WWI and WWII - Riley Murray and Frances Schwab Murray
We were asked to write about the people’s reaction to World War I and II ending. I think people’s reaction to wars ending is the same, regardless of whatever kind it is. Some folks it’s joy and merry-making; others it’s sadness and tears for those boys who won’t come back. Emporium and Cameron County had their share. We had our own brand of celebration, it’s hard to explain, but people went wild with joy, celebrated in every way that was possible. The railroad engines cut loose with whistles, the church and school bells really rang out, and we had lots of bells to ring in those days. Anyone who had a gun joined in making noise, the rest of us yelled and sang until our voice was gone. Emporium had its parade, but on a much smaller scale than the ones you have seen on the TV.

(Position annotation records)
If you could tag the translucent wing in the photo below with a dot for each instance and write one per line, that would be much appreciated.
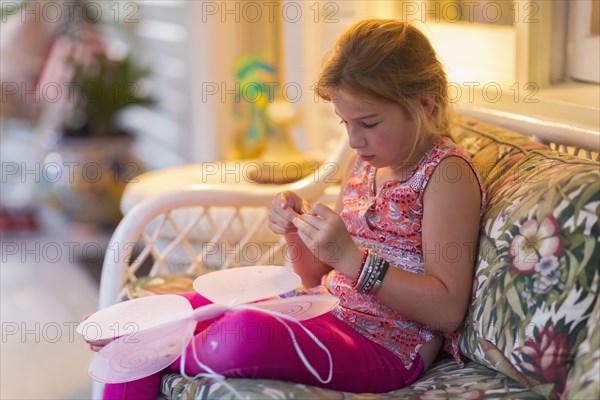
(134, 316)
(141, 354)
(245, 285)
(301, 307)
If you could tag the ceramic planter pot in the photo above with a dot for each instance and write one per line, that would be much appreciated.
(86, 177)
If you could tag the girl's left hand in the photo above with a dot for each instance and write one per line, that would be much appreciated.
(325, 234)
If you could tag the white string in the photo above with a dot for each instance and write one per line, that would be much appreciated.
(211, 374)
(279, 317)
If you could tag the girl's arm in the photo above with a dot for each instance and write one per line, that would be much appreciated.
(286, 207)
(450, 229)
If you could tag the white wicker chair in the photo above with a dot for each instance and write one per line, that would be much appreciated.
(204, 227)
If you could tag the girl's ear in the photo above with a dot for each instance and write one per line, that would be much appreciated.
(428, 103)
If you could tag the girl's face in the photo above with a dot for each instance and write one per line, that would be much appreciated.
(380, 132)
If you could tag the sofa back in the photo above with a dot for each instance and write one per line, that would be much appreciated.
(536, 278)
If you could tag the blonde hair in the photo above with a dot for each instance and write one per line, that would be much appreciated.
(390, 61)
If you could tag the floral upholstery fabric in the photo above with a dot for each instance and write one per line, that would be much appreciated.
(532, 325)
(536, 281)
(444, 380)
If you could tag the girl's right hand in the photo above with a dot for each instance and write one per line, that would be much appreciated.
(96, 345)
(285, 208)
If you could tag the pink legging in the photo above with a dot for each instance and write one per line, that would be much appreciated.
(251, 344)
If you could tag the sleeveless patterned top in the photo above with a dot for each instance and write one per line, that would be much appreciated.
(389, 224)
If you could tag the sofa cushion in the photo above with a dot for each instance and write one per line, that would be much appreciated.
(584, 382)
(536, 279)
(494, 150)
(444, 380)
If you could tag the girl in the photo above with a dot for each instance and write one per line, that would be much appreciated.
(398, 250)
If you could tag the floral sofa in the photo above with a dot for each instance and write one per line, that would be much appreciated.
(532, 329)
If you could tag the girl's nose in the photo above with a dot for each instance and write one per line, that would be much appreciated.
(355, 139)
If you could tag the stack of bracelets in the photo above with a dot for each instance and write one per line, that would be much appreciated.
(371, 273)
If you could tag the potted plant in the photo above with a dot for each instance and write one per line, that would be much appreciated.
(93, 153)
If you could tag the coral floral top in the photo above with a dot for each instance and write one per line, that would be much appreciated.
(389, 224)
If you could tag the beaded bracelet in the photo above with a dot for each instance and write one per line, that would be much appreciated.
(366, 272)
(362, 267)
(380, 277)
(374, 273)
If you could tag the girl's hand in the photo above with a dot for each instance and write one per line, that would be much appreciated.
(325, 234)
(285, 208)
(96, 345)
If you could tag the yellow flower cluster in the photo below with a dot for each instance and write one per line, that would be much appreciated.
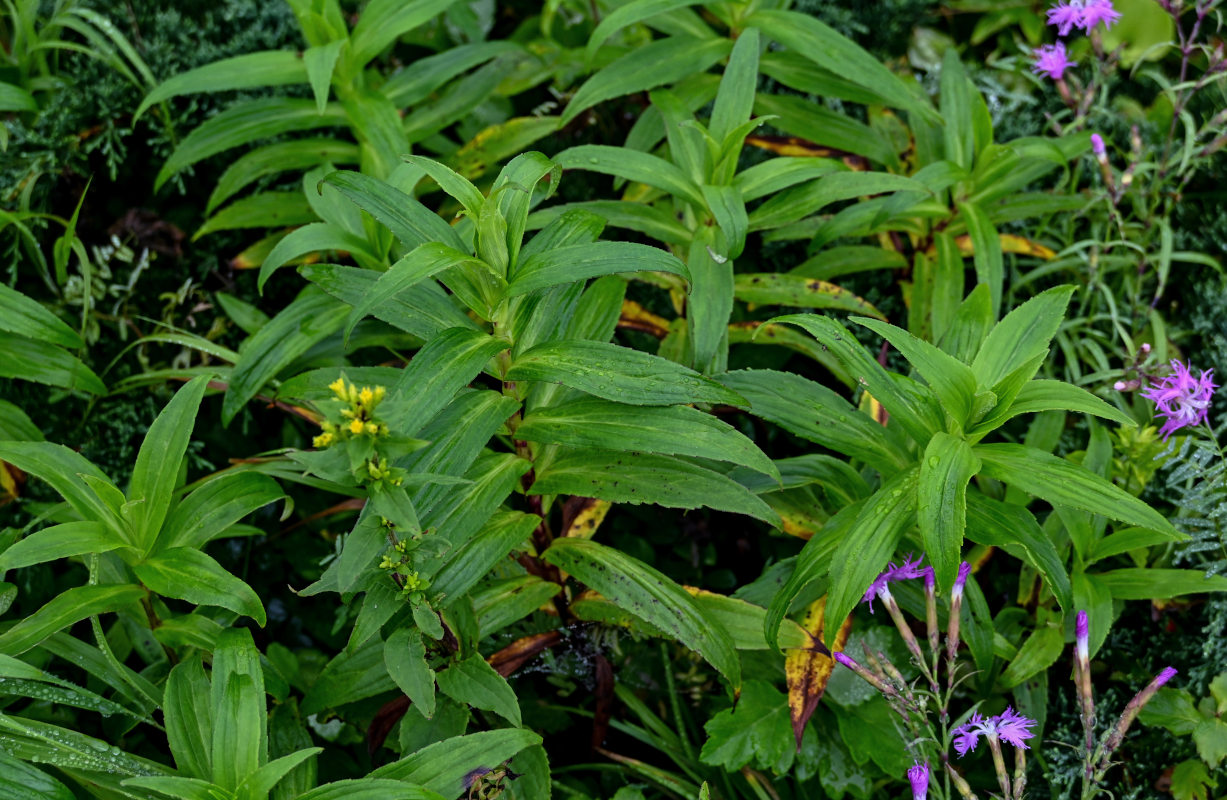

# WRITTEN EXERCISE 1:
Decide whether each statement agrees with the WWI and WWII account, answering yes or no and quoting the words of the account that settle it. (a) The writer believes people react differently to the end of different kinds of wars. (b) Church and school bells rang during the celebration. (c) Emporium's parade was bigger than the ones seen on TV.
# WRITTEN EXERCISE 2:
From the WWI and WWII account, list every source of noise named in the celebration.
# WRITTEN EXERCISE 3:
According to the WWI and WWII account, which county is named along with Emporium?

# TASK RESULT 1:
(a) No: "I think people’s reaction to wars ending is the same, regardless of whatever kind it is."
(b) Yes: "the church and school bells really rang out"
(c) No: "on a much smaller scale than the ones you have seen on the TV."

# TASK RESULT 2:
- Railroad engines (whistles)
- Church bells
- School bells
- Guns
- People yelling and singing

# TASK RESULT 3:
Cameron County.